- [Work to do]
All of the records listed below should be retyped exactly.

Excerpts of labeled region data
◆ ◆ ◆
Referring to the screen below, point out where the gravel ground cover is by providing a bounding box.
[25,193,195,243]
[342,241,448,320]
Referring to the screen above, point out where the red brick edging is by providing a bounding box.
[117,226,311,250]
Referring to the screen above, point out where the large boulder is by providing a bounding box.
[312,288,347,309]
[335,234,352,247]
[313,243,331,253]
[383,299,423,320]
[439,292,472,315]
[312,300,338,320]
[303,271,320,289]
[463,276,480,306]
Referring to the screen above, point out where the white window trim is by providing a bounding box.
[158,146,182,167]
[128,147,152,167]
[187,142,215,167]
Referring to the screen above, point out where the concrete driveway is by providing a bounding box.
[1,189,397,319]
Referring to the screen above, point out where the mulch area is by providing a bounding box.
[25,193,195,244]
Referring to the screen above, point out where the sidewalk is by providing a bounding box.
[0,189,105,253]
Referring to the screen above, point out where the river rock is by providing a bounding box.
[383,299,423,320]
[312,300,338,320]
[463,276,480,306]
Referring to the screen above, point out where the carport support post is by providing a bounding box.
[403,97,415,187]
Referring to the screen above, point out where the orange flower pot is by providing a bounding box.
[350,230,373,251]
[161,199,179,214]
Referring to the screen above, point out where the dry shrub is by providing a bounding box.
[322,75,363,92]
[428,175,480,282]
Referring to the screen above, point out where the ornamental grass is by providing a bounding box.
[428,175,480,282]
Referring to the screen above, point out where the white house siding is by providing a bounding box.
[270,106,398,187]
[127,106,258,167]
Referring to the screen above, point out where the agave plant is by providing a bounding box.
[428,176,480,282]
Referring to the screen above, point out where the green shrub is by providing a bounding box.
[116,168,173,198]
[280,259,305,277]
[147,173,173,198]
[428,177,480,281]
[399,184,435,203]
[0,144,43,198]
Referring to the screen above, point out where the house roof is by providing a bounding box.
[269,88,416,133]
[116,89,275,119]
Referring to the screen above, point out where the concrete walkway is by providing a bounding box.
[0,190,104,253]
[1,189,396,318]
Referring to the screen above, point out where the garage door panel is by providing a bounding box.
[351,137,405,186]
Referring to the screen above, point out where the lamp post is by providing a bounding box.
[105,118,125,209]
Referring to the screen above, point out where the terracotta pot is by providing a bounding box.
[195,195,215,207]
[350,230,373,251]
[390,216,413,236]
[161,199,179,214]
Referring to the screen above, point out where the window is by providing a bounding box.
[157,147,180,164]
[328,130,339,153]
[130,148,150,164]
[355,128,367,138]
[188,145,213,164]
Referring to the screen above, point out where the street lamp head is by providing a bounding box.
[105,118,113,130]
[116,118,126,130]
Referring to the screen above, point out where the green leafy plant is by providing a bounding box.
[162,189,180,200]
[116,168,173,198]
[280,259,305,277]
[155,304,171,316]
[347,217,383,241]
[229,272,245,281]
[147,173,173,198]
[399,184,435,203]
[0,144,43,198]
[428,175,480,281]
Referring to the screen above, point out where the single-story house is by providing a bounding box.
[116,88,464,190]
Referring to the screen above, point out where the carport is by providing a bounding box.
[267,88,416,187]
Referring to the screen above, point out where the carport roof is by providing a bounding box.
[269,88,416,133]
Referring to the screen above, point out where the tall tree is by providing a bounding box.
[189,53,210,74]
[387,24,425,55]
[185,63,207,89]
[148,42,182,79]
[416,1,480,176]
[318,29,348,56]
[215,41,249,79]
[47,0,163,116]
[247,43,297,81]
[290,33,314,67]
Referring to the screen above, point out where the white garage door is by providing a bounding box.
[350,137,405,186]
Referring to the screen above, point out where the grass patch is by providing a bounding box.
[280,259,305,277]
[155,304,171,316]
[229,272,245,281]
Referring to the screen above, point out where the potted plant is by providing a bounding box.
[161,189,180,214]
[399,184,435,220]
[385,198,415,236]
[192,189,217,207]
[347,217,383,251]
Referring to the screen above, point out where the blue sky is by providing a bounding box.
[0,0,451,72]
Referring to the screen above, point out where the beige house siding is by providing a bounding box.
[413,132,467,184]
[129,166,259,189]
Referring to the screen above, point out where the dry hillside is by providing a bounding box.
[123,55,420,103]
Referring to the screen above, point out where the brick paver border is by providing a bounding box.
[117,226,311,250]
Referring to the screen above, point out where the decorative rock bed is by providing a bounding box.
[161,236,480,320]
◆ ◆ ◆
- [Output]
Referring to the screen below, point out where the gravel ground cover is by providing a bounding box.
[25,193,195,243]
[342,241,448,320]
Referring to the screen above, point out where the red brick edging is by providing a bounding box.
[117,226,311,250]
Referring to the screen above, point out where the large boulder is by providing a bounding box.
[312,288,347,309]
[335,234,352,247]
[313,243,331,253]
[383,299,423,320]
[439,292,472,315]
[312,300,338,320]
[303,271,320,289]
[463,276,480,306]
Referring to the screen above, point out where the white window trim is by providing a bounding box.
[158,146,182,167]
[128,147,152,167]
[187,142,215,167]
Referring to the screen above, point out where the concrete driveway is by providing a bounding box.
[1,189,397,319]
Referring to the screen above, point out where the mulch area is by providing a bounding box.
[25,193,195,244]
Referring to the screen above, point out where the sidewalk is by providing a bounding box.
[0,189,105,253]
Referring to the screen above, point out where the river rock is by providing a bounding box.
[383,299,423,320]
[312,300,338,320]
[463,276,480,306]
Referring to the screen above, point out where the carport support post is by providing a bounding box.
[403,97,415,187]
Referring to the screen above, point out where the orange flower pot is by providing a bounding box.
[350,230,373,251]
[161,199,179,214]
Referring to the screen above, point out where the dry shrub is by providing a bounding box.
[322,75,363,92]
[428,175,480,282]
Referring to the screen above, point out where the ornamental grass is by providing a bounding box.
[428,175,480,282]
Referring to the screen above, point out where the white house siding is by providing a bounding box.
[270,106,398,187]
[127,106,258,167]
Referring to the screen above, point out where the agave plant is by providing a bounding box.
[428,176,480,282]
Referring to the screen above, point out where the green shrub is by providing a bounding box.
[116,168,173,198]
[280,259,305,277]
[147,173,173,198]
[428,177,480,281]
[399,184,435,203]
[0,144,43,198]
Referring to the screen above, point out where the house roof is by providing a bounding box.
[269,88,416,133]
[116,89,275,119]
Referring to the screen above, point out where the concrete walkway is by providing a bounding box.
[0,190,104,253]
[1,189,396,318]
Referring to the screen above, point out where the garage door panel is by providing a bounding box.
[351,137,405,186]
Referring to the screen above, point out where the lamp post is by providing a bounding box.
[105,118,125,209]
Referring to the screen above, point out where the terracotta pot is by providing a bounding box.
[195,195,215,207]
[350,230,373,251]
[390,216,413,236]
[161,199,179,214]
Referring to the screen above, point out where the window is by providing a bounding box.
[157,147,180,164]
[328,130,339,153]
[130,148,150,164]
[355,128,367,138]
[188,145,213,164]
Referring to the screen above, point out where the street lamp head is by providing a bounding box.
[105,118,113,130]
[116,118,126,130]
Referring to the screen above, point out where the green leafy plant is by providing a bounding box.
[162,189,180,200]
[116,168,173,198]
[280,259,305,277]
[155,304,171,316]
[347,217,383,241]
[229,272,245,281]
[147,173,173,198]
[399,184,435,203]
[0,144,43,198]
[428,175,480,281]
Referring to the screen above, point out where the single-story house is by providing a bounding box.
[116,88,464,190]
Referring to the screen above, point out where the carport is by providing a bounding box.
[267,88,416,187]
Referring to the screen above, point out where the carport roof is by providing a bounding box.
[269,88,416,133]
Referring to the screen above, point out where the tall tree is by providing a bounding box.
[189,53,210,74]
[387,24,425,55]
[185,63,207,89]
[148,42,182,79]
[416,1,480,176]
[318,29,348,56]
[215,41,249,79]
[47,0,163,116]
[247,43,297,81]
[290,33,314,67]
Referring to the screen above, point out where the white garage door is by providing a bounding box.
[350,137,405,186]
Referring to the screen above, point out where the grass patch is by providing a bounding box.
[280,259,305,277]
[155,304,171,316]
[229,272,245,281]
Referring to the screen above, point out where the potted plant is by providing a bounding box.
[161,189,180,214]
[399,184,435,220]
[385,198,415,236]
[192,189,217,207]
[347,217,383,251]
Referring to the screen above, point out where the blue sky is by providing a bounding box.
[0,0,451,72]
Referring to the screen above, point out where the beige house siding is by providing a bounding box.
[413,132,467,184]
[129,166,259,189]
Referring to the screen above, point out where the dry hillside is by providing a bounding box.
[123,55,420,103]
Referring to the screen above, point out where the brick paver border is by providing a bounding box.
[117,226,311,250]
Referring to the screen above, point out where the decorative rock bed is by providing a bounding box.
[161,236,480,320]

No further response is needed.